November 23, 2014

Election Winners Must Choose Between Fiscal Calamity and Compromise

Congratulations to the Election Day winners. So what do Tuesday's results mean for the fiscal outlook?

Think of it this way.

If the country is on an unsustainable fiscal path, which it is, and if continued partisan bickering will not solve this problem, which it won’t, and if divided government has been re-elected, which it has, then the only choices are calamity or compromise.

The Concord Coalition urges compromise.

That must begin immediately as the two parties negotiate a responsible alternative to the “fiscal cliff” – a combination of tax increases and spending cuts that will hit with such suddenness that it could throw the still-fragile economy back into recession.

But they can’t just kick the can down the road -- again. The year-end fiscal cliff is bad, but eventually we will need the longer-term deficit reduction produced by the policies comprising the fiscal cliff. It just needs to be phased-in in a more rational way, as proposed by the bipartisan Simpson-Bowles and Domenici-Rivlin recommendations.

**Extracted records:**
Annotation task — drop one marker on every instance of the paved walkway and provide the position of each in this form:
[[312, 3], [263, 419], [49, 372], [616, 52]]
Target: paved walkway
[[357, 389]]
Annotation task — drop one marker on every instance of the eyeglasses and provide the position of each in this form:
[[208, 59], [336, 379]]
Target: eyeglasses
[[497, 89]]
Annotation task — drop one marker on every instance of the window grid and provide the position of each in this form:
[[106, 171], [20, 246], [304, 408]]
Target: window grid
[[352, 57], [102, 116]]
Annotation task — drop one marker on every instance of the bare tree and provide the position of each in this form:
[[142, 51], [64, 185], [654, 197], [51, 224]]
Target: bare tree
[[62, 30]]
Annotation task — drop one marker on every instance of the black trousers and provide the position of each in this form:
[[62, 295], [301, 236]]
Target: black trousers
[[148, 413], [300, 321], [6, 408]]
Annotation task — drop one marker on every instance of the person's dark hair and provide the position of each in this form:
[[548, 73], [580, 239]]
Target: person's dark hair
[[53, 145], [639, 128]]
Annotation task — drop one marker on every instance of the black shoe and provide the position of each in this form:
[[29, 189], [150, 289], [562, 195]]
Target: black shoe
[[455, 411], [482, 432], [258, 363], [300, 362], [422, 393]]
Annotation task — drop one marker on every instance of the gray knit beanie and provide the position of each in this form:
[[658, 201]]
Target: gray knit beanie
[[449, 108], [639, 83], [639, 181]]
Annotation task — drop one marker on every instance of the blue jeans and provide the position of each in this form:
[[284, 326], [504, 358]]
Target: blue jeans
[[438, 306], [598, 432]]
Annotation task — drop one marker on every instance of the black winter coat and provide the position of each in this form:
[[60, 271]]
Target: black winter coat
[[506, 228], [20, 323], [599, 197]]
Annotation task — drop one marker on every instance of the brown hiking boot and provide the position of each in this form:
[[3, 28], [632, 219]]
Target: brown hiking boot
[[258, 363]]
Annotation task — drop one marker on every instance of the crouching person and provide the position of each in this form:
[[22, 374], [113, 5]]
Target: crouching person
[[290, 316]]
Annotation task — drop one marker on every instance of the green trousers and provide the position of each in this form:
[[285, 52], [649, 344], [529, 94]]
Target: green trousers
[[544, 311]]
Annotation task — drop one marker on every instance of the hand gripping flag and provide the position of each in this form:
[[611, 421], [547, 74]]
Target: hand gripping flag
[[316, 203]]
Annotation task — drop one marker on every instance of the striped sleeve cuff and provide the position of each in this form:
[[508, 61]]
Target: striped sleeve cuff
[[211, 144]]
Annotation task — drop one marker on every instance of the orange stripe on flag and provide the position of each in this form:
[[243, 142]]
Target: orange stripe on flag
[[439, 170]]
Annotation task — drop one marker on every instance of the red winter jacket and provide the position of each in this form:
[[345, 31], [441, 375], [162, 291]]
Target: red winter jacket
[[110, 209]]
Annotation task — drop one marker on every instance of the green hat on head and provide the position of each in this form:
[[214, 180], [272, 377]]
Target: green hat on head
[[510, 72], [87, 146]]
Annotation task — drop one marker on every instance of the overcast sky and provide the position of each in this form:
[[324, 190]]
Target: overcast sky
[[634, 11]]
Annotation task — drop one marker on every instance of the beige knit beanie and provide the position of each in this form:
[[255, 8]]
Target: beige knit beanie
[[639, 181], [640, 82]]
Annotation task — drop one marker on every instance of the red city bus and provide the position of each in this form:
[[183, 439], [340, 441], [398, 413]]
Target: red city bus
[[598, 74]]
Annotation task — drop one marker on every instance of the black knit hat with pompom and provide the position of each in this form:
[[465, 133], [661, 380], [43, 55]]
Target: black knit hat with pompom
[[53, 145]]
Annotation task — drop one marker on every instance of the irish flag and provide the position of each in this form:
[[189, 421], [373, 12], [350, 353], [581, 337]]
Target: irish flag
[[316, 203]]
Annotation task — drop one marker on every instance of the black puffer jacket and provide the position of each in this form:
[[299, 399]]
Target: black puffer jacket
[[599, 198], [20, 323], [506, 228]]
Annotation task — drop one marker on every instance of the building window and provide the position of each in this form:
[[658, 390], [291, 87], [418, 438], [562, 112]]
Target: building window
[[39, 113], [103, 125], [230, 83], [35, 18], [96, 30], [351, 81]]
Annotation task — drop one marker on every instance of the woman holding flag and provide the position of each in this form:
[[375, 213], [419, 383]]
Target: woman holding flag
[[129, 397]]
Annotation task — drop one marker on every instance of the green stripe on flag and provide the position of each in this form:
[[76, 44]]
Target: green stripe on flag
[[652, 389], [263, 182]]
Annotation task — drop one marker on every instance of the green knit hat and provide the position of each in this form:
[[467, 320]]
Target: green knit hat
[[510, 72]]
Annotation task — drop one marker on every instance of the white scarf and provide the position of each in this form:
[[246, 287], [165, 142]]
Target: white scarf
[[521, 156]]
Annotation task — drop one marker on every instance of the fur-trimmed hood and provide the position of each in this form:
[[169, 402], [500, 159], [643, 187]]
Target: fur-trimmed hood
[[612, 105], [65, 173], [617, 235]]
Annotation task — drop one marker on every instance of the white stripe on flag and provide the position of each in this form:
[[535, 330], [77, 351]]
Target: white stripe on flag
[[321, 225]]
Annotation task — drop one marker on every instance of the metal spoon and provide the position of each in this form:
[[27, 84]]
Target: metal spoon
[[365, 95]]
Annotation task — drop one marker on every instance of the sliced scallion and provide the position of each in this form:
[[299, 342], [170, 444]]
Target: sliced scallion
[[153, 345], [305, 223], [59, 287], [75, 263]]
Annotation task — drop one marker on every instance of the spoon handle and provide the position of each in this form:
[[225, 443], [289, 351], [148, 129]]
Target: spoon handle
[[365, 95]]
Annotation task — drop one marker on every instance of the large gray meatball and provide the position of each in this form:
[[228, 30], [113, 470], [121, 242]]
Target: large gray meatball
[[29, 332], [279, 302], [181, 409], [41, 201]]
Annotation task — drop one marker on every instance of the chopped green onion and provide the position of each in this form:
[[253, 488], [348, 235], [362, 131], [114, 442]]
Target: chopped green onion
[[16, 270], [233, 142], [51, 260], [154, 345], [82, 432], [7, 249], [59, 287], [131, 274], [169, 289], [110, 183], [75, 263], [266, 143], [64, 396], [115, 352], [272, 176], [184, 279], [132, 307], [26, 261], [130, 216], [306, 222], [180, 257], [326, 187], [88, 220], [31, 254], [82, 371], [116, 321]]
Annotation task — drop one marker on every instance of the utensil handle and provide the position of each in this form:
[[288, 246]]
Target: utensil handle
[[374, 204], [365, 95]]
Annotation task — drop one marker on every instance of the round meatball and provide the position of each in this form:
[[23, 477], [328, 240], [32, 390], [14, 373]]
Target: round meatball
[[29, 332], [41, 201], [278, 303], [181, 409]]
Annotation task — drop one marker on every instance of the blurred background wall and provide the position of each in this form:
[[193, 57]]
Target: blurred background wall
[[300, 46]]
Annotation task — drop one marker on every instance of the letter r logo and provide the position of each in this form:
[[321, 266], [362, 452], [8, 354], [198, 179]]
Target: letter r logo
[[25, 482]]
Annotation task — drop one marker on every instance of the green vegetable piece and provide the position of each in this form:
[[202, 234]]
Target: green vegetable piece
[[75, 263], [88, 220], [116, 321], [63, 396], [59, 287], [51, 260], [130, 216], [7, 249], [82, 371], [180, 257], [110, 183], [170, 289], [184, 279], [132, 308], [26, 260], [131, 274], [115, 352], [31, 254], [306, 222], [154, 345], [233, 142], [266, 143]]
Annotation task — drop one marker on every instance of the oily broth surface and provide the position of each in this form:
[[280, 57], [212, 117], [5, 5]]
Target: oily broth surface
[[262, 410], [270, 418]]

**Task:**
Continue the commentary on the election winners' choice between fiscal calamity and compromise, starting after its last sentence.

**Answer:**
The key is to agree on a process for dealing with the serious and structural imbalance between spending and taxes that, if left on autopilot, will damage the economy, stress the social safety net, diminish our world leadership and leave future generations saddled with a debt burden they did not create and cannot afford.

Solutions will be impossible if both parties retreat to their partisan corners and stubbornly insist that compromise is only something for the other side to do and that any calamity is only the other side’s fault.

It’s long past time to stop such unrealistic nonsense.

There must be spending cuts, including reform of our major entitlement programs such as Medicare, Medicaid and Social Security. And there must be tax reform that broadens the base, maintains progressivity and increases revenues. And all of this must be, and indeed can be,  done in a way that enhances economic growth.

Neither side has a monopoly on wisdom for how this should be accomplished, and neither side has a mandate, or the votes, to ram through its own purist agenda.   

The status-quo election tells us this: Republicans cannot plausibly argue that the country has rejected President Obama or a Democratic-led Senate. Democrats cannot plausibly argue that House Republican ideas have been rejected. The American people have sent them back to Washington to work together in the national interest. If they don’t find a way to do this, they will betray any implicit mandate they have been given.

So the message to policymakers is this: Do your job.